What to do
Return every line of the items below that contains the string "blue".
begin Given entries
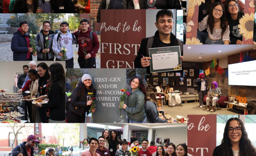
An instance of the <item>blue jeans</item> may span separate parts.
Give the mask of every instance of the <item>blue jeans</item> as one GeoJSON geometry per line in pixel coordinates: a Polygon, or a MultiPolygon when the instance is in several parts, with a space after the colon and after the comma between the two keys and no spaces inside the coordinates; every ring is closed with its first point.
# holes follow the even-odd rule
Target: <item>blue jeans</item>
{"type": "Polygon", "coordinates": [[[205,42],[208,37],[208,33],[200,32],[198,30],[197,30],[196,38],[199,39],[200,43],[202,43],[203,44],[205,44],[205,42]]]}
{"type": "Polygon", "coordinates": [[[224,44],[224,42],[222,39],[219,40],[213,40],[209,38],[209,37],[208,37],[205,43],[206,44],[224,44]]]}

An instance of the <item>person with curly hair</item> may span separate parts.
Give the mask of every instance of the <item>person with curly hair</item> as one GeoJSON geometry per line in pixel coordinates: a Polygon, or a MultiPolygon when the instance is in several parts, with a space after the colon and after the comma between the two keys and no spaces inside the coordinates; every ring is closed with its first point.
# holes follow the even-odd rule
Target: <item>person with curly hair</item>
{"type": "Polygon", "coordinates": [[[142,79],[135,76],[130,81],[130,95],[127,96],[123,110],[127,113],[130,123],[143,123],[146,117],[145,112],[145,101],[146,90],[142,79]]]}
{"type": "Polygon", "coordinates": [[[226,124],[220,145],[216,147],[212,156],[256,156],[256,151],[242,121],[229,119],[226,124]]]}

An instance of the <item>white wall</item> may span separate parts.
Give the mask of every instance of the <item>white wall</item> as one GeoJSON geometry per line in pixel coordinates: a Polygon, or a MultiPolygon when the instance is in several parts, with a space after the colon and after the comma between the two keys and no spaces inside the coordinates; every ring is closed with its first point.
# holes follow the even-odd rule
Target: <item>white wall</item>
{"type": "MultiPolygon", "coordinates": [[[[187,142],[187,127],[161,128],[156,130],[155,139],[162,138],[162,146],[164,146],[164,138],[170,138],[170,142],[177,146],[180,144],[187,142]]],[[[156,143],[156,145],[159,145],[156,143]]]]}
{"type": "MultiPolygon", "coordinates": [[[[36,61],[36,64],[43,61],[36,61]]],[[[8,90],[6,93],[13,93],[15,75],[17,72],[23,72],[22,66],[27,65],[30,61],[0,61],[0,88],[8,90]]],[[[48,66],[57,62],[61,64],[65,68],[64,61],[45,61],[48,66]]]]}

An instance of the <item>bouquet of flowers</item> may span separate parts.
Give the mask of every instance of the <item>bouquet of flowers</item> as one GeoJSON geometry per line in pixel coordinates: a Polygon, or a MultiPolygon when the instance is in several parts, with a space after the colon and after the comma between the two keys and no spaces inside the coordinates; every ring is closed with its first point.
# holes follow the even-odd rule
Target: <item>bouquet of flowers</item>
{"type": "MultiPolygon", "coordinates": [[[[48,46],[49,46],[49,41],[51,39],[51,38],[49,38],[49,36],[47,36],[45,38],[45,48],[46,51],[46,52],[47,52],[47,51],[48,51],[48,46]]],[[[46,53],[45,53],[44,54],[44,56],[43,57],[43,58],[44,60],[46,59],[46,53]]]]}
{"type": "Polygon", "coordinates": [[[34,56],[34,54],[36,54],[36,35],[35,34],[32,34],[32,31],[30,31],[30,33],[29,34],[29,36],[30,36],[30,38],[29,39],[30,44],[31,45],[31,48],[34,49],[33,50],[33,52],[34,54],[34,56],[35,58],[36,56],[34,56]]]}
{"type": "Polygon", "coordinates": [[[128,92],[126,89],[121,89],[120,90],[122,92],[123,92],[123,94],[122,95],[122,97],[120,98],[120,101],[119,102],[119,106],[120,108],[117,111],[117,113],[120,111],[120,116],[121,116],[121,110],[123,109],[123,106],[124,106],[124,101],[126,99],[127,96],[130,95],[130,92],[128,92]]]}
{"type": "Polygon", "coordinates": [[[130,152],[131,152],[131,155],[138,156],[138,153],[140,149],[138,147],[134,147],[132,148],[130,150],[130,152]]]}
{"type": "Polygon", "coordinates": [[[60,52],[63,54],[63,56],[62,56],[62,58],[61,58],[62,61],[68,59],[68,58],[67,58],[67,54],[66,53],[67,51],[68,51],[68,50],[67,49],[67,48],[65,48],[65,46],[60,49],[60,52]]]}

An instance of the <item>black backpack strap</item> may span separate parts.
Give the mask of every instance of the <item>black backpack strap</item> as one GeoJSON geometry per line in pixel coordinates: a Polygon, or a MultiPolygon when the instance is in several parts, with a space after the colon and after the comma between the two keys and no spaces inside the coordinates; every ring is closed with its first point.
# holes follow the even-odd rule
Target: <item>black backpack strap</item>
{"type": "Polygon", "coordinates": [[[149,50],[148,49],[152,48],[154,41],[154,36],[151,36],[148,38],[148,43],[147,44],[147,57],[149,57],[149,50]]]}

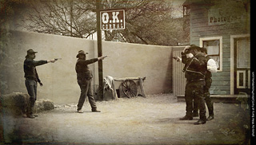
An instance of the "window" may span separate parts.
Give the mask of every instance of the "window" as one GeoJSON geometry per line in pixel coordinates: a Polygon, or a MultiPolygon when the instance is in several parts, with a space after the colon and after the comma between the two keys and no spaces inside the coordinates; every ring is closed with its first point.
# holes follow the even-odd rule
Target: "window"
{"type": "Polygon", "coordinates": [[[183,6],[183,17],[189,16],[190,14],[190,8],[189,6],[183,6]]]}
{"type": "Polygon", "coordinates": [[[208,56],[217,63],[218,71],[222,71],[222,37],[200,38],[200,47],[207,49],[208,56]]]}

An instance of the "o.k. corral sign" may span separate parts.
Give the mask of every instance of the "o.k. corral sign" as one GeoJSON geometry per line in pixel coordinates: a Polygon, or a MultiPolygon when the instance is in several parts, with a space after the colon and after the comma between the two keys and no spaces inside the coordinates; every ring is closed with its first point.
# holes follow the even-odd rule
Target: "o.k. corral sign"
{"type": "Polygon", "coordinates": [[[101,10],[100,16],[101,30],[125,29],[124,10],[101,10]]]}

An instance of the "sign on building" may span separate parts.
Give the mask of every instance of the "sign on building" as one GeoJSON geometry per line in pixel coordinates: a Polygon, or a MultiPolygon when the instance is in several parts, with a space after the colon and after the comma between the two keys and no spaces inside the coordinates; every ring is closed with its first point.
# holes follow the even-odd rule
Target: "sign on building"
{"type": "Polygon", "coordinates": [[[208,10],[208,25],[225,25],[241,22],[246,18],[242,12],[230,12],[230,10],[213,8],[208,10]]]}
{"type": "Polygon", "coordinates": [[[101,30],[124,29],[125,10],[110,10],[100,12],[101,30]]]}

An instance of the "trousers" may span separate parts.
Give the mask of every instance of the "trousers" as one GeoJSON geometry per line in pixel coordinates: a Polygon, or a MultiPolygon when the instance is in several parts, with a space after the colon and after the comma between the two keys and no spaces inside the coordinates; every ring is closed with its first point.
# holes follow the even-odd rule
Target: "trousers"
{"type": "MultiPolygon", "coordinates": [[[[212,79],[207,78],[206,79],[206,85],[203,87],[203,93],[204,98],[206,100],[206,106],[209,111],[209,116],[214,116],[214,103],[211,100],[210,94],[210,88],[211,86],[212,79]]],[[[194,113],[198,113],[198,104],[196,101],[194,101],[194,113]]]]}
{"type": "Polygon", "coordinates": [[[33,114],[33,108],[34,106],[35,100],[37,100],[38,82],[34,80],[26,79],[25,85],[27,92],[30,95],[30,103],[27,114],[31,115],[33,114]]]}
{"type": "Polygon", "coordinates": [[[206,120],[203,87],[205,81],[188,81],[185,88],[186,115],[193,117],[193,100],[198,102],[199,118],[206,120]]]}
{"type": "Polygon", "coordinates": [[[92,81],[91,78],[78,80],[78,83],[81,89],[80,98],[78,104],[78,110],[82,109],[83,104],[86,100],[86,96],[88,96],[89,103],[90,104],[92,110],[97,109],[95,100],[93,96],[91,81],[92,81]]]}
end Given entries
The completed task
An instance of the <item>blue jeans</item> may span separate parts.
Give the mask of every instance of the <item>blue jeans</item> as one GeoJSON geometry per line in pixel coordinates: a Polygon, or a MultiPolygon when the instance is in several parts, with a space after the colon and after the comma between the two keys and no spaces inside the coordinates; every ring is closed with its first point.
Target: <item>blue jeans</item>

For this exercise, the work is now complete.